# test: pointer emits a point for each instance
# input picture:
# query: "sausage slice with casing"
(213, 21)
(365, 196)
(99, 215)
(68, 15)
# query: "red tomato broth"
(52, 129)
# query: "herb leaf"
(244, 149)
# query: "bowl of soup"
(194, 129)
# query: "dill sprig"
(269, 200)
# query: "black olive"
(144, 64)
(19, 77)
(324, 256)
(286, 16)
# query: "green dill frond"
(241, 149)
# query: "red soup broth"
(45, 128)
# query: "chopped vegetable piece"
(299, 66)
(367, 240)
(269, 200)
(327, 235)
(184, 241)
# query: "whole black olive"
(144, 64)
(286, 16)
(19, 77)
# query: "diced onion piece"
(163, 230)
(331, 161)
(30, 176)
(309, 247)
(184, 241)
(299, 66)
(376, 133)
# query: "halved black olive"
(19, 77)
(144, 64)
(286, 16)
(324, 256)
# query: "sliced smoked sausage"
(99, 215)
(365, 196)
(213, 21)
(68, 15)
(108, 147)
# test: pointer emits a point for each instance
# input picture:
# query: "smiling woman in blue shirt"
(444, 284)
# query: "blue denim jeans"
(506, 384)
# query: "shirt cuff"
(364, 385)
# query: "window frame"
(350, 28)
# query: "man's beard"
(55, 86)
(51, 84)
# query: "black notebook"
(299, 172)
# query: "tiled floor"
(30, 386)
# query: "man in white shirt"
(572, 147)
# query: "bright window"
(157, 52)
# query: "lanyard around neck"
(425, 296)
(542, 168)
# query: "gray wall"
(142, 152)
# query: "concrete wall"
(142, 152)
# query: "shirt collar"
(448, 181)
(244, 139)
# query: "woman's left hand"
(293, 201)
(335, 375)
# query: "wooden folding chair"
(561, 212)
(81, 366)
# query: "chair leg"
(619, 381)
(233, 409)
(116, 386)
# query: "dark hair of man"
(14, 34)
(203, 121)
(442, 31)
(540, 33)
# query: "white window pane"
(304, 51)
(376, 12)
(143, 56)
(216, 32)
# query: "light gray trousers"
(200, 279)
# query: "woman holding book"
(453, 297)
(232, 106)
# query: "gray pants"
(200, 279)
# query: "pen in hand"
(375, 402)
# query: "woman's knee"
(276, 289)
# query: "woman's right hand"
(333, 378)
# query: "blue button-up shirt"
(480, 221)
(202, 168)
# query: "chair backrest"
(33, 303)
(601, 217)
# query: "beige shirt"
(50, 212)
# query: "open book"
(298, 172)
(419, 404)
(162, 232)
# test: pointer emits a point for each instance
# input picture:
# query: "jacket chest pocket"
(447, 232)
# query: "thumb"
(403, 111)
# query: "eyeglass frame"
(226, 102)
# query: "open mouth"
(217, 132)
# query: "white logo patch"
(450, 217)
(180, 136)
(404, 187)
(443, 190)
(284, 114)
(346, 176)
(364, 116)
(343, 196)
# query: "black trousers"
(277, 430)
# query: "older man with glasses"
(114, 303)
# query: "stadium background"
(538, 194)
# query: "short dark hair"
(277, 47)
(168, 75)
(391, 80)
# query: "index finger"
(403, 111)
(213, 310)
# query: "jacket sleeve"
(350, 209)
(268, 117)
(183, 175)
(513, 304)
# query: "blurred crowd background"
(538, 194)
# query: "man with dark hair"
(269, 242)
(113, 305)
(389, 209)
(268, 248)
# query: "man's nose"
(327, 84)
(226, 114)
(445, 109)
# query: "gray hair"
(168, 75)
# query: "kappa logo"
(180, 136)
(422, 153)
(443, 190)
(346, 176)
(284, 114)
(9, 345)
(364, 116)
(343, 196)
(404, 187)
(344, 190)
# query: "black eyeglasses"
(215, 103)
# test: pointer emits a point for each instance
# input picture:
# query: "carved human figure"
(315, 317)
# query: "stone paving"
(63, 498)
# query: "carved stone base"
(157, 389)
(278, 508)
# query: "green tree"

• The request: Each record above should be repeated exactly as it appears.

• Solved exercise:
# test: pointer emits a point for each instance
# input picture:
# query: "sausage slice with casing"
(213, 21)
(365, 196)
(99, 215)
(68, 15)
# query: "red tomato broth"
(52, 129)
# query: "herb leaf"
(244, 149)
# query: "bowl of soup"
(194, 129)
# query: "dill sprig"
(269, 200)
# query: "black olive"
(144, 64)
(19, 77)
(324, 256)
(286, 16)
# query: "green dill frond"
(241, 149)
# query: "red soup broth"
(45, 128)
# query: "chopped vegetable piece"
(299, 66)
(367, 240)
(269, 200)
(327, 235)
(184, 241)
# query: "whole black olive"
(144, 64)
(286, 16)
(19, 77)
# query: "diced onion piece"
(163, 230)
(331, 161)
(30, 176)
(309, 247)
(184, 241)
(299, 66)
(376, 133)
# query: "halved black olive"
(19, 77)
(144, 64)
(286, 16)
(324, 256)
# query: "sliced smoked sausage"
(99, 215)
(365, 196)
(213, 21)
(68, 15)
(108, 147)
# test: pointer emits a point for each instance
# input picture:
# query: "smiling woman in blue shirt"
(444, 284)
# query: "blue denim jeans"
(506, 384)
# query: "shirt cuff"
(364, 385)
# query: "window frame"
(350, 28)
# query: "man's beard"
(55, 86)
(51, 84)
# query: "black notebook"
(299, 172)
# query: "tiled floor"
(30, 386)
# query: "man in white shirt"
(572, 147)
# query: "bright window"
(157, 52)
# query: "lanyard around neck"
(425, 296)
(542, 168)
# query: "gray wall"
(142, 152)
# query: "concrete wall"
(142, 152)
# query: "shirt collar"
(448, 181)
(244, 139)
# query: "woman's left hand"
(293, 201)
(335, 375)
# query: "wooden folding chair"
(561, 212)
(81, 366)
# query: "chair leg"
(619, 381)
(233, 409)
(116, 386)
# query: "dark hair of man"
(14, 34)
(203, 121)
(442, 31)
(540, 33)
# query: "white window pane"
(304, 51)
(376, 12)
(143, 56)
(216, 32)
# query: "light gray trousers"
(200, 279)
# query: "woman holding book"
(453, 297)
(232, 106)
# query: "gray pants"
(200, 279)
# query: "pen in hand"
(375, 402)
# query: "woman's knee"
(276, 289)
# query: "woman's right hand"
(333, 378)
# query: "blue button-up shirt"
(480, 221)
(202, 168)
# query: "chair backrest"
(33, 303)
(601, 217)
# query: "beige shirt"
(50, 212)
# query: "open book"
(298, 172)
(419, 404)
(162, 232)
# test: pointer emits a point for each instance
# input picture:
# query: "jacket chest pocket"
(447, 232)
# query: "thumb"
(403, 111)
# query: "eyeglass frame"
(226, 102)
# query: "open mouth"
(217, 132)
# query: "white logo patch"
(450, 217)
(180, 136)
(404, 187)
(443, 190)
(284, 114)
(346, 176)
(364, 116)
(343, 196)
# query: "black trousers"
(277, 430)
# query: "older man with glasses"
(114, 303)
# query: "stadium background"
(538, 194)
# query: "short dark hair"
(277, 47)
(168, 75)
(391, 80)
# query: "index finger"
(403, 111)
(213, 310)
# query: "jacket sleeve"
(350, 209)
(268, 117)
(183, 175)
(513, 304)
# query: "blurred crowd background"
(538, 194)
# query: "man with dark hair"
(269, 242)
(113, 305)
(389, 209)
(268, 248)
# query: "man's nose"
(327, 84)
(226, 114)
(445, 109)
# query: "gray hair"
(168, 75)
# query: "kappa logo"
(180, 136)
(422, 153)
(443, 190)
(346, 176)
(284, 114)
(9, 345)
(364, 116)
(343, 196)
(404, 187)
(344, 190)
# query: "black eyeglasses"
(215, 103)
# test: pointer emits a point for each instance
# input picture:
# query: "carved human figure"
(315, 317)
# query: "stone paving"
(63, 498)
# query: "carved stone base"
(157, 389)
(278, 508)
# query: "green tree"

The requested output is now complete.